START RECORDS SUPPLIED

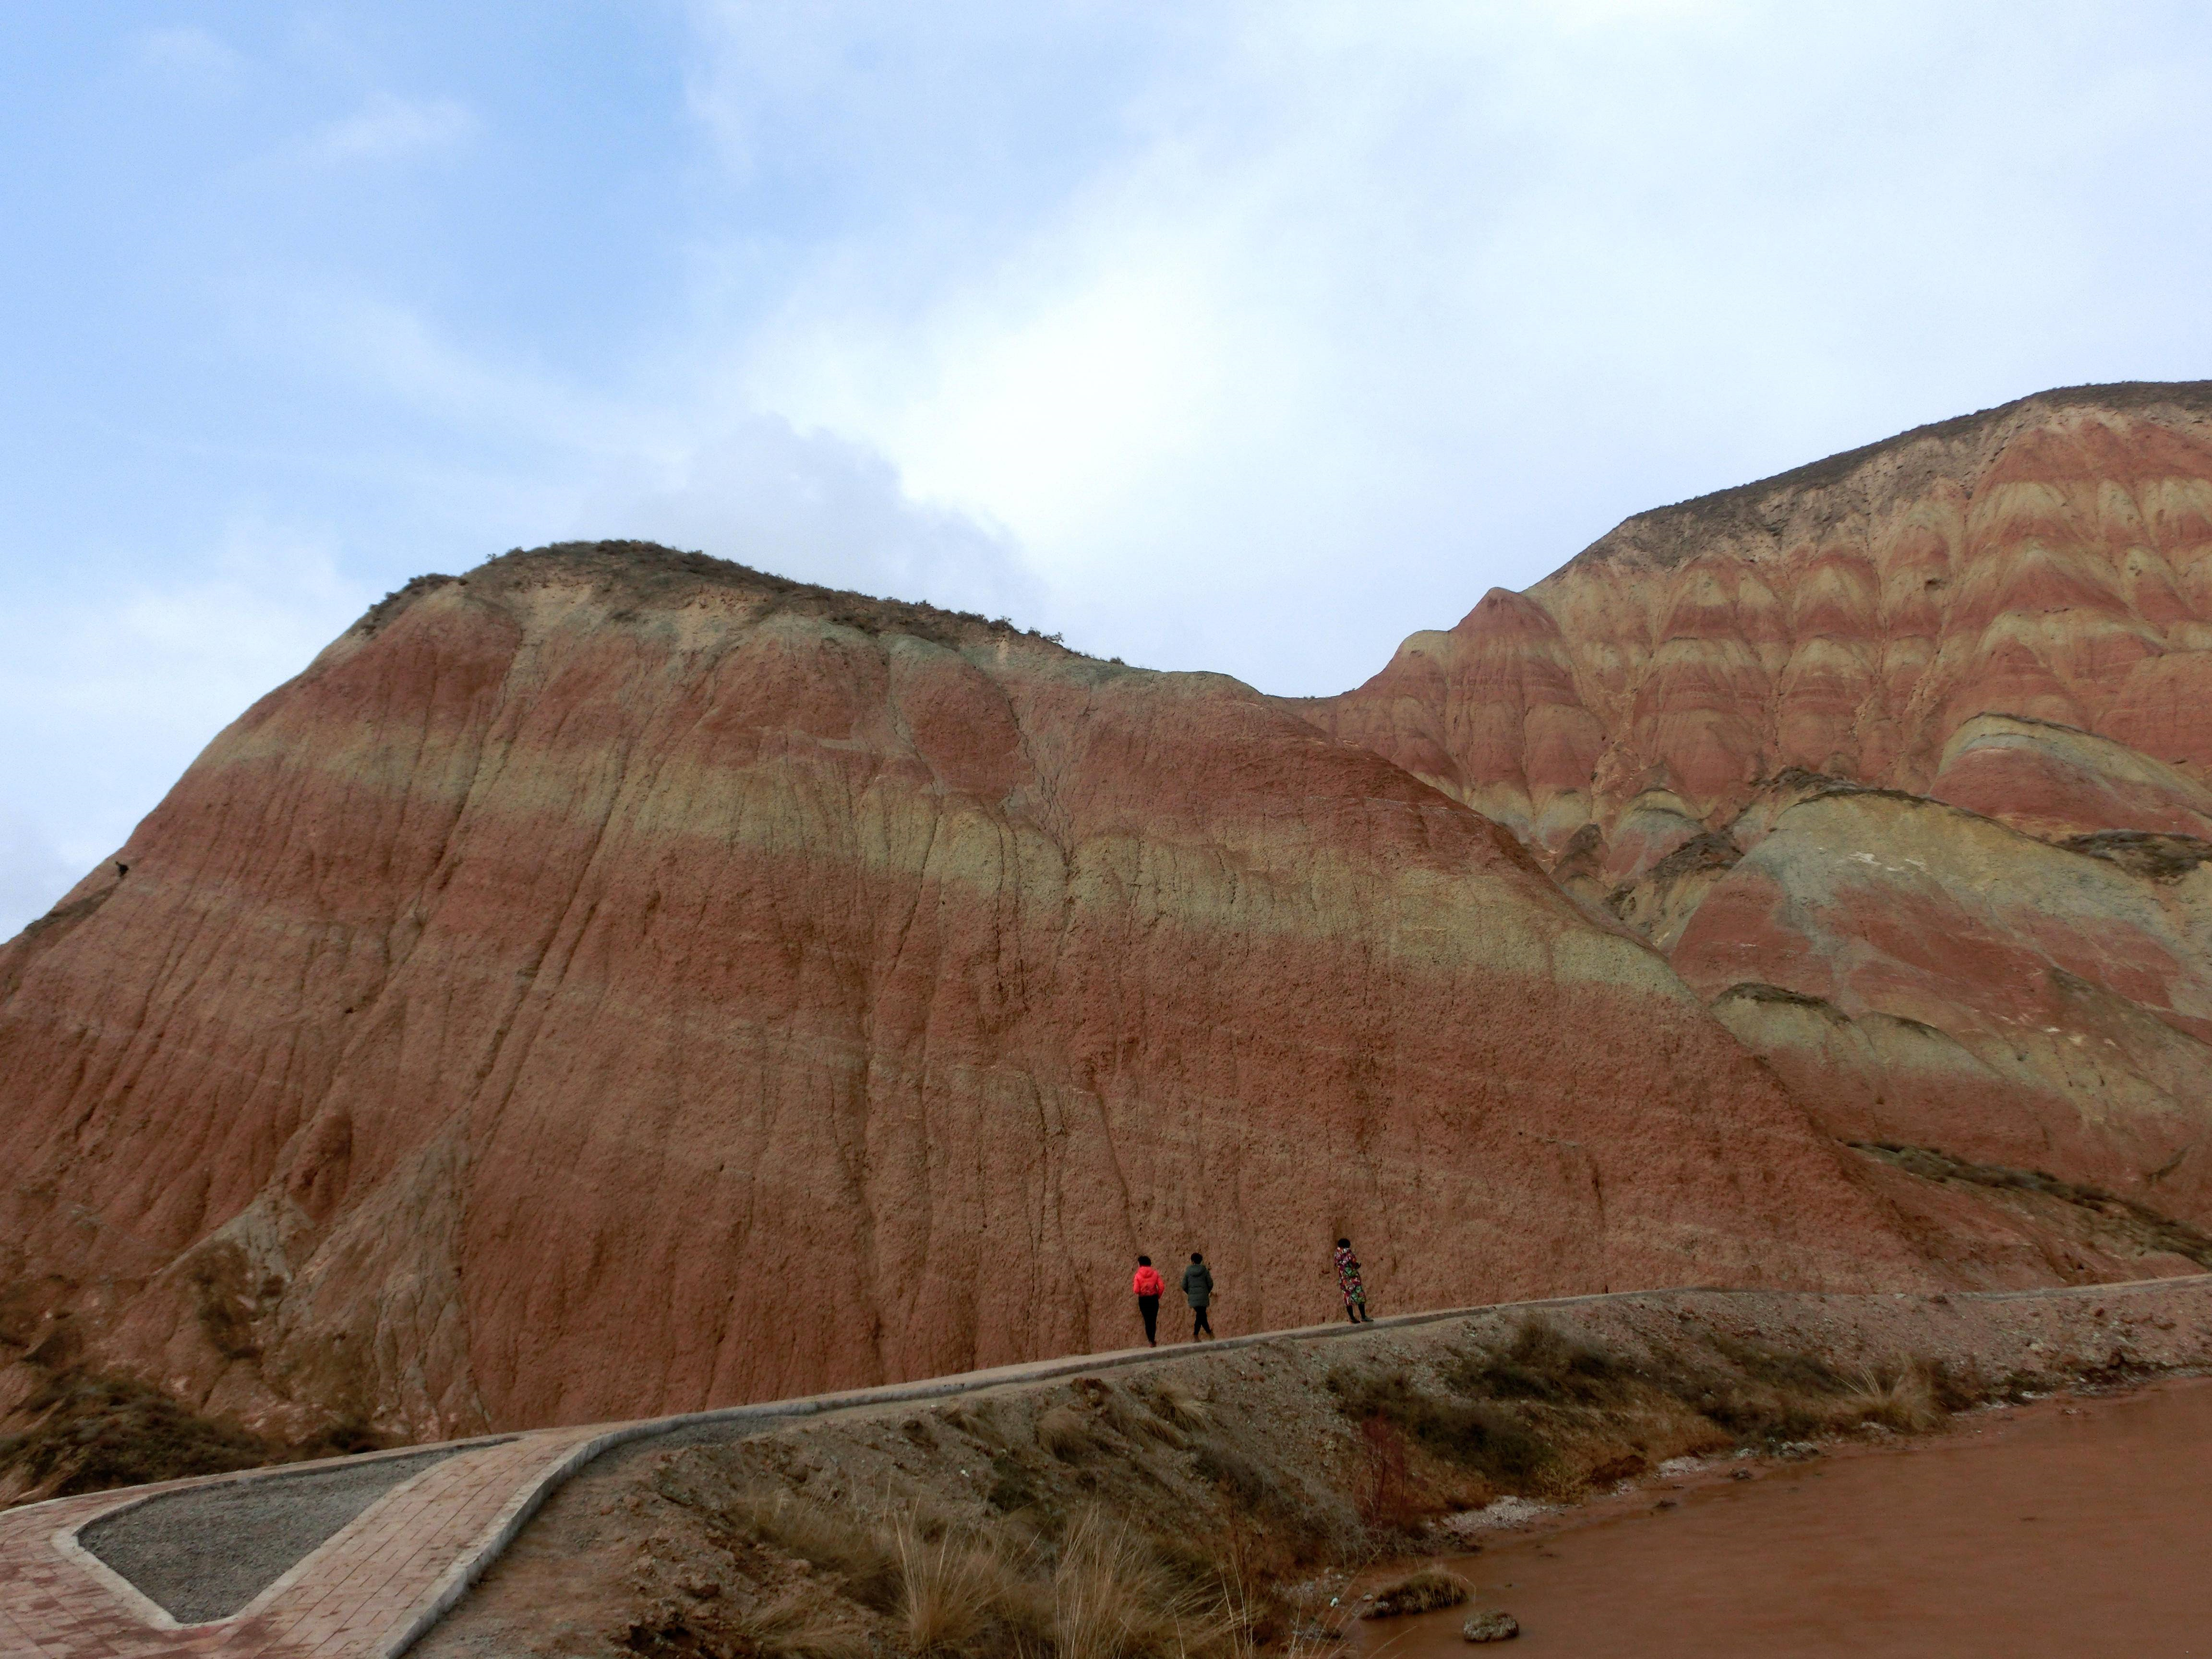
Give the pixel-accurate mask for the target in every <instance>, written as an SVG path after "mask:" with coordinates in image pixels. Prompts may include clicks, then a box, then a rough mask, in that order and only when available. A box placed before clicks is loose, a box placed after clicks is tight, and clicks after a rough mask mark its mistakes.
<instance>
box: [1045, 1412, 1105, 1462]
mask: <svg viewBox="0 0 2212 1659" xmlns="http://www.w3.org/2000/svg"><path fill="white" fill-rule="evenodd" d="M1037 1444H1040V1447H1044V1449H1046V1451H1051V1453H1053V1455H1055V1458H1060V1460H1062V1462H1075V1460H1077V1458H1082V1455H1084V1453H1088V1451H1097V1442H1095V1440H1093V1438H1091V1420H1088V1418H1086V1416H1084V1413H1082V1411H1077V1409H1075V1407H1073V1405H1055V1407H1053V1409H1051V1411H1044V1413H1040V1416H1037Z"/></svg>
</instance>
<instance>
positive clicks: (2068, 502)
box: [1298, 383, 2212, 1221]
mask: <svg viewBox="0 0 2212 1659" xmlns="http://www.w3.org/2000/svg"><path fill="white" fill-rule="evenodd" d="M1298 708H1303V712H1305V714H1307V717H1310V719H1314V721H1316V723H1318V726H1323V728H1325V730H1332V732H1338V734H1345V737H1352V739H1356V741H1360V743H1367V745H1371V748H1374V750H1376V752H1378V754H1385V757H1389V759H1394V761H1398V763H1400V765H1405V768H1409V770H1411V772H1416V774H1418V776H1425V779H1429V781H1431V783H1436V785H1438V787H1440V790H1444V792H1447V794H1451V796H1455V799H1460V801H1467V803H1471V805H1475V807H1478V810H1482V812H1486V814H1489V816H1493V818H1498V821H1500V823H1506V825H1511V827H1513V830H1515V832H1517V834H1522V836H1524V838H1526V843H1528V845H1531V847H1533V849H1535V852H1540V854H1542V856H1544V860H1546V865H1548V867H1551V869H1553V874H1555V878H1557V880H1559V883H1562V887H1564V889H1566V891H1571V894H1575V896H1577V898H1579V900H1582V902H1584V905H1586V907H1588V909H1590V911H1593V914H1597V916H1617V918H1621V920H1624V922H1626V925H1630V927H1632V929H1635V931H1639V933H1641V936H1644V938H1648V940H1650V942H1652V945H1655V947H1659V949H1661V951H1668V953H1670V958H1672V962H1674V967H1677V969H1679V971H1681V973H1683V978H1686V980H1690V984H1694V987H1697V989H1699V991H1701V993H1703V995H1708V998H1714V1000H1717V1002H1714V1006H1717V1011H1719V1013H1721V1018H1723V1020H1725V1022H1728V1024H1730V1029H1732V1031H1736V1033H1739V1035H1741V1037H1743V1040H1745V1042H1747V1044H1752V1046H1754V1048H1759V1051H1761V1053H1765V1055H1767V1057H1770V1060H1772V1062H1774V1064H1776V1066H1778V1068H1781V1073H1783V1075H1785V1077H1787V1079H1790V1082H1792V1086H1794V1088H1796V1091H1798V1093H1801V1095H1803V1097H1805V1099H1807V1102H1809V1104H1812V1106H1814V1110H1816V1115H1818V1117H1820V1121H1823V1124H1825V1126H1827V1128H1832V1130H1836V1133H1838V1135H1847V1137H1854V1139H1860V1137H1865V1139H1898V1141H1907V1144H1916V1146H1940V1148H1944V1150H1949V1152H1953V1155H1958V1157H1969V1159H1989V1161H2000V1164H2013V1166H2031V1168H2051V1170H2057V1172H2059V1175H2066V1177H2070V1179H2077V1181H2090V1183H2099V1186H2108V1188H2115V1190H2117V1192H2121V1194H2124V1197H2128V1199H2130V1201H2139V1203H2150V1206H2154V1208H2170V1210H2174V1212H2177V1214H2183V1217H2190V1219H2197V1221H2203V1219H2208V1217H2212V1186H2208V1181H2205V1172H2203V1164H2205V1150H2203V1144H2205V1135H2208V1128H2212V1066H2208V1060H2212V1051H2208V1046H2205V1044H2208V1040H2212V1026H2208V1024H2205V1018H2208V1013H2212V1002H2208V1000H2205V998H2208V991H2212V933H2208V929H2205V898H2203V891H2201V883H2203V880H2205V878H2203V876H2201V874H2197V869H2199V865H2201V860H2203V858H2205V856H2212V843H2208V841H2205V836H2212V787H2208V765H2212V721H2208V719H2205V710H2208V708H2212V385H2205V383H2197V385H2117V387H2075V389H2068V392H2048V394H2042V396H2035V398H2024V400H2020V403H2013V405H2004V407H2002V409H1991V411H1984V414H1978V416H1964V418H1960V420H1949V422H1942V425H1938V427H1922V429H1918V431H1909V434H1902V436H1898V438H1891V440H1887V442H1880V445H1871V447H1867V449H1858V451H1851V453H1845V456H1834V458H1829V460H1825V462H1818V465H1814V467H1803V469H1798V471H1792V473H1783V476H1781V478H1770V480H1765V482H1759V484H1745V487H1743V489H1732V491H1723V493H1721V495H1708V498H1703V500H1694V502H1683V504H1679V507H1668V509H1659V511H1655V513H1641V515H1637V518H1630V520H1628V522H1624V524H1621V526H1619V529H1615V531H1613V533H1610V535H1606V538H1604V540H1599V542H1597V544H1593V546H1590V549H1586V551H1584V553H1582V555H1579V557H1575V560H1573V562H1568V564H1566V566H1564V568H1562V571H1557V573H1555V575H1551V577H1546V580H1544V582H1540V584H1535V586H1533V588H1531V591H1528V593H1524V595H1515V593H1491V595H1489V597H1484V599H1482V602H1480V604H1478V606H1475V608H1473V611H1471V613H1469V615H1467V617H1464V619H1462V622H1460V624H1458V626H1455V628H1451V630H1449V633H1422V635H1413V637H1411V639H1407V641H1405V646H1402V648H1400V650H1398V655H1396V659H1394V661H1391V664H1389V666H1387V668H1385V670H1383V672H1380V675H1376V677H1374V679H1371V681H1367V684H1365V686H1360V688H1358V690H1352V692H1345V695H1343V697H1338V699H1323V701H1314V703H1303V706H1298ZM1869 790H1874V792H1871V794H1869Z"/></svg>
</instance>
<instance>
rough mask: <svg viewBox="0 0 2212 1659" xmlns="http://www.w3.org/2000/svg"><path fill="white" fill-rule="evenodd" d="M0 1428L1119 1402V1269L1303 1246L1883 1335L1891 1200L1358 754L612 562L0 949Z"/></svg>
mask: <svg viewBox="0 0 2212 1659" xmlns="http://www.w3.org/2000/svg"><path fill="white" fill-rule="evenodd" d="M1462 794H1473V792H1464V790H1462ZM2053 856H2059V854H2053ZM2064 856H2073V854H2064ZM2099 869H2101V865H2099ZM0 1079H4V1084H0V1170H4V1177H0V1343H4V1345H7V1347H0V1358H13V1363H11V1365H7V1369H0V1389H7V1391H11V1394H0V1409H7V1407H9V1405H15V1402H18V1400H22V1398H27V1396H29V1394H31V1389H33V1385H35V1383H38V1378H40V1376H46V1374H51V1371H53V1369H55V1367H64V1365H80V1367H104V1369H106V1371H117V1374H131V1376H142V1378H153V1380H157V1383H159V1385H161V1387H164V1389H168V1391H170V1394H173V1396H177V1398H179V1400H181V1402H184V1405H188V1407H192V1409H197V1411H201V1413H210V1416H234V1418H241V1420H243V1422H248V1425H252V1427H254V1429H261V1431H270V1429H283V1431H290V1433H305V1431H310V1429H314V1427H316V1425H321V1422H327V1420H347V1422H356V1425H365V1427H367V1429H369V1431H376V1433H387V1436H431V1433H447V1436H451V1433H465V1431H473V1429H482V1427H502V1425H526V1422H564V1420H593V1418H624V1416H644V1413H655V1411H675V1409H690V1407H703V1405H714V1402H730V1400H743V1398H757V1396H774V1394H799V1391H812V1389H823V1387H838V1385H858V1383H869V1380H883V1378H902V1376H916V1374H929V1371H949V1369H960V1367H971V1365H987V1363H993V1360H1013V1358H1022V1356H1044V1354H1053V1352H1068V1349H1086V1347H1113V1345H1124V1343H1128V1340H1130V1336H1133V1323H1135V1316H1133V1310H1130V1305H1128V1294H1126V1283H1128V1265H1130V1259H1133V1256H1135V1252H1139V1250H1150V1252H1152V1254H1155V1256H1157V1259H1164V1261H1175V1256H1177V1252H1183V1250H1192V1248H1199V1250H1206V1252H1208V1256H1210V1261H1212V1263H1214V1272H1217V1283H1219V1287H1221V1298H1219V1303H1217V1323H1219V1325H1221V1327H1223V1329H1256V1327H1272V1325H1292V1323H1301V1321H1312V1318H1323V1316H1329V1312H1332V1307H1334V1283H1332V1279H1329V1274H1327V1245H1329V1241H1332V1239H1334V1237H1336V1234H1340V1232H1349V1234H1352V1237H1354V1239H1356V1241H1358V1243H1360V1245H1363V1252H1365V1259H1367V1267H1369V1285H1371V1290H1374V1296H1376V1301H1378V1303H1380V1305H1385V1307H1396V1310H1402V1307H1413V1305H1455V1303H1458V1305H1464V1303H1475V1301H1486V1298H1500V1296H1526V1294H1542V1292H1577V1290H1601V1287H1624V1285H1672V1283H1712V1281H1728V1283H1765V1285H1854V1287H1869V1285H1874V1287H1880V1285H1916V1283H1933V1281H1938V1279H1942V1272H1940V1270H1936V1267H1931V1265H1929V1250H1927V1243H1924V1241H1922V1239H1920V1234H1916V1232H1913V1228H1916V1225H1918V1223H1913V1221H1909V1219H1905V1217H1902V1212H1900V1210H1898V1208H1896V1203H1891V1201H1889V1199H1887V1197H1882V1192H1887V1190H1889V1188H1887V1186H1885V1183H1889V1186H1896V1183H1909V1179H1911V1177H1905V1175H1896V1172H1891V1170H1887V1168H1874V1166H1865V1164H1863V1161H1860V1159H1856V1157H1854V1155H1849V1152H1845V1150H1840V1148H1836V1146H1834V1144H1832V1141H1829V1139H1827V1137H1823V1135H1820V1133H1818V1130H1816V1128H1814V1124H1812V1121H1809V1117H1807V1113H1805V1110H1803V1106H1801V1104H1798V1102H1796V1099H1794V1097H1792V1095H1790V1093H1787V1091H1785V1086H1783V1084H1781V1082H1778V1077H1776V1075H1774V1071H1772V1068H1767V1066H1765V1064H1761V1062H1759V1060H1754V1057H1752V1055H1750V1053H1747V1051H1745V1048H1743V1046H1741V1044H1739V1042H1736V1037H1732V1035H1730V1031H1728V1029H1725V1026H1723V1024H1721V1022H1719V1020H1717V1018H1712V1013H1708V1009H1705V1006H1703V1002H1701V998H1699V995H1694V993H1692V991H1690V989H1688V987H1686V984H1683V980H1681V978H1677V973H1674V971H1672V969H1670V967H1668V964H1666V960H1663V958H1661V956H1657V953H1655V951H1652V949H1648V947H1646V945H1644V942H1641V940H1637V938H1635V936H1632V933H1630V931H1628V929H1624V927H1619V925H1615V922H1610V920H1599V918H1593V916H1590V914H1586V911H1584V909H1582V907H1577V902H1575V900H1571V898H1568V896H1566V894H1562V891H1559V887H1557V885H1553V880H1551V878H1548V876H1546V872H1544V869H1542V867H1540V863H1537V860H1535V858H1533V856H1531V854H1528V852H1524V847H1522V845H1520V843H1517V841H1515V838H1513V836H1511V834H1509V832H1504V830H1500V827H1498V825H1493V823H1491V821H1489V818H1484V816H1478V814H1475V812H1473V810H1469V807H1467V805H1462V803H1460V801H1455V799H1451V796H1449V794H1440V792H1438V790H1431V787H1429V785H1427V783H1422V781H1420V779H1416V776H1411V774H1409V772H1405V770H1400V768H1398V765H1394V763H1391V761H1387V759H1383V757H1380V754H1376V752H1374V750H1369V748H1363V745H1356V743H1347V741H1338V739H1334V737H1327V734H1323V732H1321V730H1316V728H1314V726H1312V723H1307V721H1305V719H1301V717H1298V714H1294V712H1290V710H1285V708H1281V706H1276V703H1274V701H1270V699H1265V697H1259V695H1256V692H1252V690H1250V688H1245V686H1241V684H1237V681H1230V679H1223V677H1212V675H1159V672H1146V670H1137V668H1121V666H1113V664H1099V661H1091V659H1086V657H1077V655H1073V653H1068V650H1062V648H1060V646H1057V644H1053V641H1046V639H1040V637H1031V635H1022V633H1015V630H1011V628H1006V626H1004V624H984V622H980V619H971V617H953V615H945V613H936V611H927V608H920V606H898V604H883V602H872V599H858V597H854V595H838V593H825V591H818V588H803V586H799V584H790V582H779V580H774V577H763V575H757V573H752V571H745V568H741V566H730V564H721V562H714V560H703V557H697V555H677V553H668V551H664V549H653V546H637V544H593V546H557V549H544V551H538V553H515V555H509V557H502V560H493V562H491V564H487V566H482V568H478V571H473V573H469V575H467V577H458V580H456V577H425V580H420V582H416V584H411V586H409V588H407V591H403V593H398V595H394V597H392V599H387V602H385V604H380V606H376V608H374V611H372V613H369V615H367V617H363V619H361V624H358V626H354V628H352V630H349V633H345V637H341V639H338V641H336V644H332V646H330V648H327V650H325V653H323V655H321V657H319V659H316V661H314V666H312V668H307V672H303V675H301V677H299V679H294V681H292V684H288V686H283V688H279V690H274V692H272V695H270V697H265V699H263V701H261V703H257V706H254V708H252V710H250V712H246V714H243V717H241V719H239V721H237V723H234V726H232V728H230V730H226V732H223V734H221V737H219V739H217V741H215V743H212V745H210V748H208V752H206V754H204V757H201V759H199V761H197V763H195V765H192V768H190V772H188V774H186V776H184V779H181V781H179V783H177V787H175V790H173V792H170V796H168V799H166V801H164V803H161V805H159V810H157V812H155V814H153V816H148V818H146V823H144V825H139V830H137V832H135V834H133V838H131V843H128V845H126V847H122V849H119V852H117V854H115V858H113V860H111V863H104V865H102V867H100V869H95V872H93V874H91V876H86V880H84V883H80V885H77V889H75V891H71V894H69V898H66V900H64V902H62V905H60V907H58V909H55V911H53V914H51V916H46V918H44V920H40V922H35V925H33V927H31V929H27V931H24V933H22V936H20V938H18V940H13V942H11V945H7V947H4V949H0ZM2183 1265H2185V1263H2183Z"/></svg>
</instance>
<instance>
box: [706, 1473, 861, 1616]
mask: <svg viewBox="0 0 2212 1659" xmlns="http://www.w3.org/2000/svg"><path fill="white" fill-rule="evenodd" d="M728 1520H730V1524H732V1526H739V1528H741V1531H748V1533H752V1535H754V1537H759V1540H763V1542H768V1544H774V1546H776V1548H783V1551H790V1553H792V1555H796V1557H799V1559H803V1562H812V1564H814V1566H827V1568H832V1571H836V1573H843V1575H845V1577H847V1579H849V1582H852V1586H854V1593H856V1595H858V1597H860V1599H863V1601H867V1599H883V1595H885V1590H889V1588H891V1579H894V1573H896V1566H898V1557H896V1553H894V1548H891V1544H889V1540H887V1537H885V1535H883V1528H878V1526H874V1524H872V1522H869V1520H867V1517H865V1515H858V1513H854V1511H849V1509H841V1506H836V1504H823V1502H816V1500H814V1498H801V1495H799V1493H794V1491H783V1489H759V1486H757V1489H752V1491H743V1493H739V1495H737V1500H734V1502H732V1504H730V1506H728Z"/></svg>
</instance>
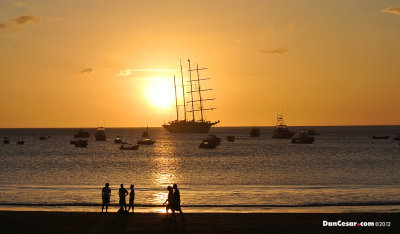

END RECORDS SUPPLIED

WHAT THE TASK REQUIRES
Among the records, find every line with the word "clicks" and copy it.

ANSWER AREA
Give the pixel-accurate mask for the target in every <instance>, written as an SVG path after "mask:" with coordinates in image pixels. Prompts may include clicks, then a box, then a rough mask, in that order and only when available. A box placed before clicks is loose, a box placed after clicks is tight, and clicks after a rough mask mark its mistakes.
positive clicks: (2068, 502)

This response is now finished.